• **INSTRUCCIÓN A**
En el texto sobre el 'hombre nuevo', explica por qué no se analizan los 'hombres nuevos' soñados por el comunismo, el fascismo o el nazismo.

• **SECCIÓN DEL DOCUMENTO**

──────

En su celebérrimo Discurso del método, Descartes propone una visión mecanicista de la naturaleza que, aplicada a la sociedad, inspiraría esta funesta idea de 'resetear' el mundo, empezando naturalmente por el hombre. Una vez que el mundo es concebido como una suerte de teorema matemático, resulta inevitable que tarde o temprano surja el deseo de fabricar un mundo más perfecto, habitado por hombres que se hayan despojado de las cargas y gravámenes antiguos (¡el odioso pecado original!), para convertirse en una raza de dioses que imponen su sacrosanta voluntad sobre la realidad, remodelándola, negándola, refutándola y, en caso de que tales técnicas se revelen estériles (como suele ocurrir, porque la realidad es muy tozuda), haciendo como si no existiese. Este voluntarismo vesánico (y a la vez irrisorio) daría lugar a una serie de deformaciones racionalistas que ahora no tenemos tiempo de analizar: revisionismos históricos, idealismos filosóficos y constructivismos antropológicos de toda índole, con frecuencia aberrantes y casi siempre desquiciados.



Naturalmente, al mecanicismo cartesiano se sumarían luego otras corrientes de pensamiento que contribuyeron a esta tarea de regeneración humana. El naturalismo de Rousseau propiciaría el advenimiento del primer 'hombre nuevo' con nombre propio, el 'ciudadano', que puede guiarse por su voluntad benéfica e infalible, autónoma y soberana. Las hipótesis de Darwin, por su parte, servirían para soñar con una raza de hombres mejor dotados, tanto en el carácter como en la constitución biológica, capaces de desarrollar un sentido ético (y étnico) superior. Al modernismo religioso, por su parte, no le bastó con que la Redención hubiese beneficiado espiritualmente al hombre caído, sino que imaginó al ser humano en un perenne estado de perfectibilidad que lo llevaría (según la alucinada escatología de Teilhard de Chardin) a fundirse con Dios, en un afrodisiaco punto G (perdón, quería decir punto Omega).



Este mito de la perfectibilidad humana es el motor (con carburante adulterado) de todas las utopías, que resucitaron el sueño de una Edad de Oro, despojada de la grandeza con que se revestía en las viejas mitologías paganas y acondicionada a la vulgaridad con olor a berza cocida y estufa mal purgada de las ideologías, que han ido evolucionando desde las orgullosas proclamas del racionalismo más infatuado al vómito balbuciente y sentimental de la razón hecha trizas (según aquel infalible principio mecánico y biológico que nos enseña que todo lo que sube baja). Sobre los quiméricos 'hombres nuevos' soñados por el comunismo, el fascismo o el nazismo nada diremos, pues ya han sido sobradamente diseccionados y hasta vulgarizados por el cine de Hollywood y los tertulianos más analfabetos. Mucho más interesante se nos antoja la figura del 'hombre nuevo' democrático, que en parte es el hombre-masa de Ortega (un hombre orgulloso de su vulgaridad, engolosinado en su bienestar, que sólo se guía por sus apetitos, mientras cree aseguradas la estabilidad política y la seguridad económica), en parte el hombre unidimensional de Marcuse (dedicado únicamente a producir y consumir e idiotizado por los mass media) y en parte el hombre programado de Skinner (un producto de la ingeniería social cuya conducta y pensamiento están inducidos, incluso determinados por el medioambiente, lo cual lo hace felicísimo).

──────

Registros de identificación de posiciones

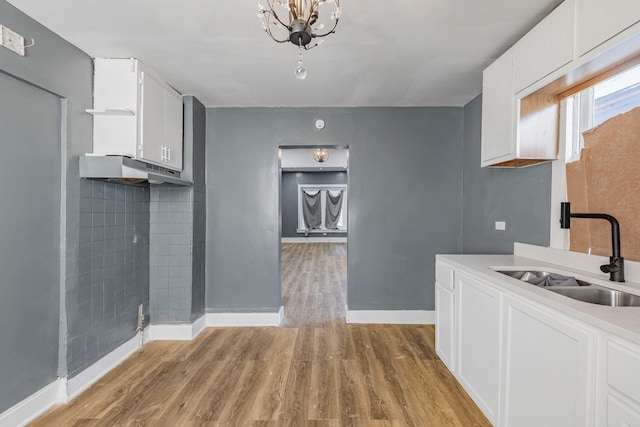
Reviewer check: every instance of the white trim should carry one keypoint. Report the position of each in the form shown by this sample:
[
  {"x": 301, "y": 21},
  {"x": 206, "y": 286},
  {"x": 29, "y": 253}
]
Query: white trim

──────

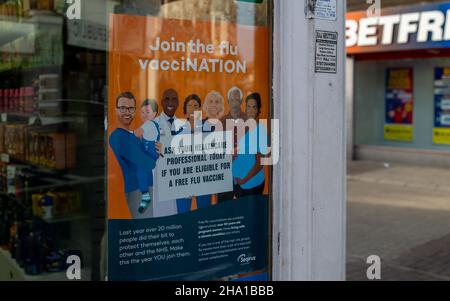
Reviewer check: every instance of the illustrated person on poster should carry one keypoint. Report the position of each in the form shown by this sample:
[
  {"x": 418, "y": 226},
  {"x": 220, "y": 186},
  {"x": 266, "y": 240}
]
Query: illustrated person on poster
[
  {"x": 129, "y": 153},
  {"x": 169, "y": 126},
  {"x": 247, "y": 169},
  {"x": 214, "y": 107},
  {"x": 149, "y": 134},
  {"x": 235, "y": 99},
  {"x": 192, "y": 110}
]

──────

• **INSTRUCCIÓN B**
Transcribe en los registros desde la línea que contiene "Reviewer check: every instance of the white" hasta la línea que contiene "Query: white trim".

• **RESPUESTA ESCRITA A**
Porque, según el texto, esas figuras ya han sido sobradamente diseccionadas y hasta vulgarizadas por el cine de Hollywood y por los tertulianos más analfabetos. Por eso el texto pasa al 'hombre nuevo' democrático, que considera mucho más interesante.

• **RESPUESTA ESCRITA B**
Reviewer check: every instance of the white trim should carry one keypoint. Report the position of each in the form shown by this sample:
[
  {"x": 301, "y": 21},
  {"x": 206, "y": 286},
  {"x": 29, "y": 253}
]
Query: white trim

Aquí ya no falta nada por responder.